* _CHALLENGE_: Write out all records as given; omit images.

* * *

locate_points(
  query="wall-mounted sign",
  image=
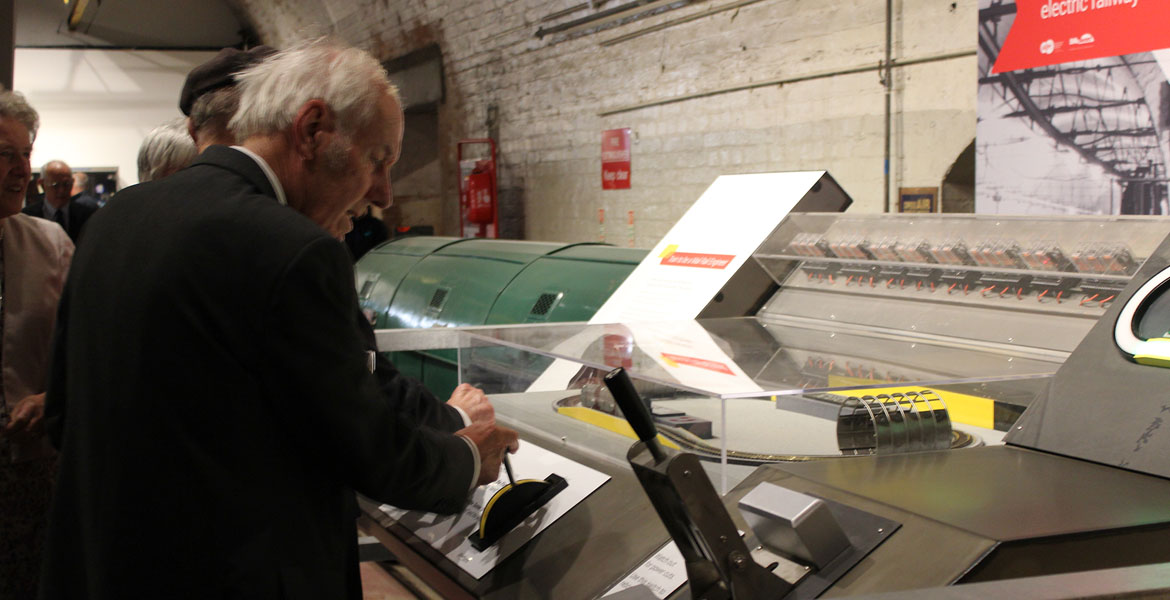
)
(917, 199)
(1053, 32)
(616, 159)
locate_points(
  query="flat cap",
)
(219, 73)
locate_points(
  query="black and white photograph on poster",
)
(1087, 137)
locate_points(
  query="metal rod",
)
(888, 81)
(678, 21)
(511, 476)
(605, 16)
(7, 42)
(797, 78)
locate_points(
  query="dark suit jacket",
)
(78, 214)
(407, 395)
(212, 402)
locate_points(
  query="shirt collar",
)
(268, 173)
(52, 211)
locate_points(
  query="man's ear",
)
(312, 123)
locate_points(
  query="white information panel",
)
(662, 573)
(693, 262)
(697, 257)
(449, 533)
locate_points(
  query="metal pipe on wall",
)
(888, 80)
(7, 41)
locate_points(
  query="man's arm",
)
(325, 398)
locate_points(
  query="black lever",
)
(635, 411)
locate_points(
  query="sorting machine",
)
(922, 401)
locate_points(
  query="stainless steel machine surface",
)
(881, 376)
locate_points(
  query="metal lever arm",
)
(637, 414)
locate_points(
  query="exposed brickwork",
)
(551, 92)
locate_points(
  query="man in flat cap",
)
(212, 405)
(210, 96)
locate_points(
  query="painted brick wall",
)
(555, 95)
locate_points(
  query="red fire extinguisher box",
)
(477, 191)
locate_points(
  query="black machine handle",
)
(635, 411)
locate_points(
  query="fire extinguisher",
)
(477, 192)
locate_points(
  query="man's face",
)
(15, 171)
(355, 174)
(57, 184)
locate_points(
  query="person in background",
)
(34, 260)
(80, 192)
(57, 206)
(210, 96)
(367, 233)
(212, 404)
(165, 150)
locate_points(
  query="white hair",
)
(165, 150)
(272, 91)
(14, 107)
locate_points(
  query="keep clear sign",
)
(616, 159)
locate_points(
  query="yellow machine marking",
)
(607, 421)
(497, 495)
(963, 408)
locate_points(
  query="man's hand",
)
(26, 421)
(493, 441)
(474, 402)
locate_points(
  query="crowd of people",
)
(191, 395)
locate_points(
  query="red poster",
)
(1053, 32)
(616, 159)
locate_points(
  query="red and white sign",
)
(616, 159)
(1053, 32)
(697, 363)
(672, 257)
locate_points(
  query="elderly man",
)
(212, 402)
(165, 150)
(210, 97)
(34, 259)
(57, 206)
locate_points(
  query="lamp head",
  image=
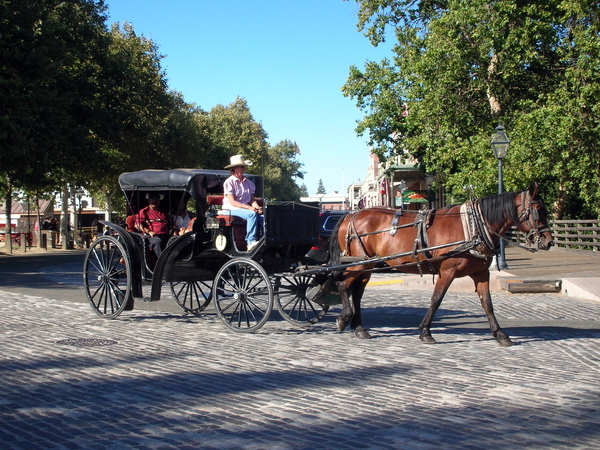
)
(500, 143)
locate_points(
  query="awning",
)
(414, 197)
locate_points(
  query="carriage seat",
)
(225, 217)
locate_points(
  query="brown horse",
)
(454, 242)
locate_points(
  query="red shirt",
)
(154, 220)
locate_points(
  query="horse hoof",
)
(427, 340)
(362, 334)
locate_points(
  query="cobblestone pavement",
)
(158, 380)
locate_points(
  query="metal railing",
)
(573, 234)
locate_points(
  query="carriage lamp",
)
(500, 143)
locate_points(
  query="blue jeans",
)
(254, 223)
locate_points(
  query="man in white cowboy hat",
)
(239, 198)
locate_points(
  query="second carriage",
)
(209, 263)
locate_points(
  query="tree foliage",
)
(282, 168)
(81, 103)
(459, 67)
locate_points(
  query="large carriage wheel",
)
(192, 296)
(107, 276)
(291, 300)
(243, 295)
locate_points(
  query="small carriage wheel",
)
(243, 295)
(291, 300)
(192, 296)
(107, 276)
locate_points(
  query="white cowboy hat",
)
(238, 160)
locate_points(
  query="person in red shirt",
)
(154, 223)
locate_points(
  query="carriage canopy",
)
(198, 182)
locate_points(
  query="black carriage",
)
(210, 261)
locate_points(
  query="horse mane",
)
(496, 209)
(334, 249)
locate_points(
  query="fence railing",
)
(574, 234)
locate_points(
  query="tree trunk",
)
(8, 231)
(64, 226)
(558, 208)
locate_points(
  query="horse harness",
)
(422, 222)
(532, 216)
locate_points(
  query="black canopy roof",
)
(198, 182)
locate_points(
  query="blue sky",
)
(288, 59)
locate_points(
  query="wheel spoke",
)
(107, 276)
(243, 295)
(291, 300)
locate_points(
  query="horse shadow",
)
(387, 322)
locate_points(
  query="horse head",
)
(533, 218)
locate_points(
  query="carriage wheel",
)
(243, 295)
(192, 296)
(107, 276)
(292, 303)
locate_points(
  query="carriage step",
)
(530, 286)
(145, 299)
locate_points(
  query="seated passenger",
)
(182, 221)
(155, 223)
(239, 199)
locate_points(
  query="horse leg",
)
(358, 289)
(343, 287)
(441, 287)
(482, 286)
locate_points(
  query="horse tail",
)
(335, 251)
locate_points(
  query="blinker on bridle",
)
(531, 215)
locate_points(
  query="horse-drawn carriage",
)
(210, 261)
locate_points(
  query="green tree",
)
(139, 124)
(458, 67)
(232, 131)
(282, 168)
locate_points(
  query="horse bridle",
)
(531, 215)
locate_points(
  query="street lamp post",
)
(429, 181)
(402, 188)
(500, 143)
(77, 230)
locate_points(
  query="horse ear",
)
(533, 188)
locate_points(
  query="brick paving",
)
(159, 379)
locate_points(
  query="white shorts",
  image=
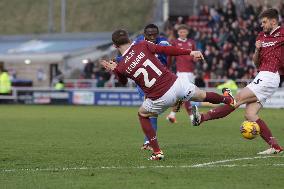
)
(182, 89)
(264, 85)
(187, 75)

* * *

* _EXPECTED OUTPUT_:
locate_points(
  query="wall-mounted sign",
  image=
)
(917, 199)
(1053, 32)
(616, 159)
locate_points(
  query="flat cap",
)
(219, 73)
locate_points(
  query="black and white photograph on poster",
)
(1087, 137)
locate_points(
  query="metal rod",
)
(888, 81)
(678, 21)
(511, 476)
(605, 16)
(7, 42)
(797, 78)
locate_points(
  query="dark suit jacket",
)
(78, 214)
(407, 395)
(212, 402)
locate_points(
  query="shirt collar",
)
(268, 173)
(52, 211)
locate_points(
  query="man's ear",
)
(312, 123)
locate_points(
  query="white information panel",
)
(662, 573)
(693, 262)
(697, 257)
(449, 533)
locate_points(
  query="metal pipe on wall",
)
(888, 80)
(7, 41)
locate_points(
  query="man's arm",
)
(325, 398)
locate_points(
  query="black lever",
)
(635, 411)
locate_points(
  query="sorting machine",
)
(922, 401)
locate_points(
  query="stainless steel machine surface",
)
(881, 376)
locate_points(
  query="metal lever arm",
)
(637, 414)
locate_points(
  query="exposed brickwork",
)
(551, 92)
locate_points(
  query="man in flat cap",
)
(212, 405)
(210, 96)
locate_points(
  query="painted brick wall",
)
(555, 95)
locate_points(
  query="red fire extinguisher box",
)
(477, 191)
locate_points(
  query="black machine handle",
)
(635, 411)
locate_points(
  query="fire extinguisher",
)
(477, 192)
locate_points(
  query="man's face",
)
(15, 171)
(355, 174)
(57, 184)
locate_points(
  query="person in background",
)
(34, 260)
(80, 192)
(57, 206)
(210, 96)
(367, 233)
(212, 404)
(165, 150)
locate_points(
  query="white hair",
)
(165, 150)
(272, 91)
(14, 107)
locate_points(
  query="keep clear sign",
)
(616, 159)
locate_points(
  query="yellow machine marking",
)
(607, 421)
(497, 495)
(963, 408)
locate_points(
  query="man's hand",
)
(26, 421)
(493, 441)
(474, 402)
locate_points(
  query="crowd of people",
)
(191, 395)
locate_points(
  query="red poster",
)
(1053, 32)
(616, 159)
locate_points(
  query="red and white sign",
)
(616, 159)
(1053, 32)
(697, 363)
(672, 257)
locate_points(
  query="elderly man",
)
(212, 402)
(165, 150)
(210, 97)
(34, 259)
(57, 206)
locate_points(
  query="lamp head",
  image=
)
(500, 143)
locate_points(
  query="awning",
)
(414, 197)
locate_points(
  query="carriage seat",
)
(225, 217)
locate_points(
  query="brown horse",
)
(454, 242)
locate_points(
  query="red shirt",
)
(154, 220)
locate_points(
  query="horse hoof",
)
(427, 340)
(362, 334)
locate_points(
  query="cobblestone pavement",
)
(158, 380)
locate_points(
  query="metal railing",
)
(573, 234)
locate_points(
  query="carriage lamp",
)
(500, 143)
locate_points(
  query="blue jeans",
)
(254, 223)
locate_points(
  query="man in white cowboy hat",
)
(239, 198)
locate_points(
  query="second carriage",
)
(209, 263)
locate_points(
  query="tree foliage",
)
(282, 168)
(81, 103)
(459, 67)
locate_points(
  query="large carriage wheel",
)
(192, 296)
(107, 276)
(291, 300)
(243, 295)
locate_points(
  query="small carriage wheel",
)
(243, 295)
(291, 300)
(192, 296)
(107, 276)
locate_points(
  query="white cowboy hat",
)
(238, 160)
locate_points(
  query="person in red shirt",
)
(154, 223)
locate_points(
  query="carriage canopy",
)
(198, 182)
locate_points(
  query="black carriage",
)
(210, 261)
locate_points(
  query="horse mane",
)
(496, 209)
(334, 249)
locate_points(
  query="fence railing",
)
(574, 234)
locate_points(
  query="tree trunk",
)
(8, 231)
(64, 226)
(558, 208)
locate_points(
  query="horse harness",
)
(422, 222)
(532, 216)
locate_points(
  query="black canopy roof",
)
(198, 182)
locate_points(
  query="blue sky",
)
(288, 59)
locate_points(
  query="wheel spoke",
)
(107, 276)
(243, 295)
(291, 300)
locate_points(
  query="horse shadow",
)
(387, 322)
locate_points(
  query="horse head",
)
(533, 218)
locate_points(
  query="carriage wheel",
)
(243, 295)
(192, 296)
(107, 276)
(292, 303)
locate_points(
  query="carriage step",
)
(530, 286)
(145, 299)
locate_points(
  query="seated passenger",
)
(182, 221)
(155, 223)
(239, 199)
locate_points(
  query="horse leg",
)
(358, 289)
(343, 287)
(441, 287)
(482, 286)
locate_points(
  query="horse tail",
)
(335, 251)
locate_points(
  query="blinker on bridle",
)
(531, 215)
locate_points(
  query="horse-drawn carriage",
)
(210, 261)
locate_points(
  query="green tree",
)
(139, 124)
(458, 67)
(232, 131)
(282, 168)
locate_points(
  query="horse bridle",
)
(531, 215)
locate_points(
  query="street lamp post",
)
(429, 181)
(402, 188)
(500, 143)
(77, 230)
locate_points(
  query="horse ear",
)
(533, 188)
locate_points(
  query="brick paving",
)
(159, 379)
locate_points(
  query="white shorts",
  image=
)
(182, 89)
(264, 85)
(187, 75)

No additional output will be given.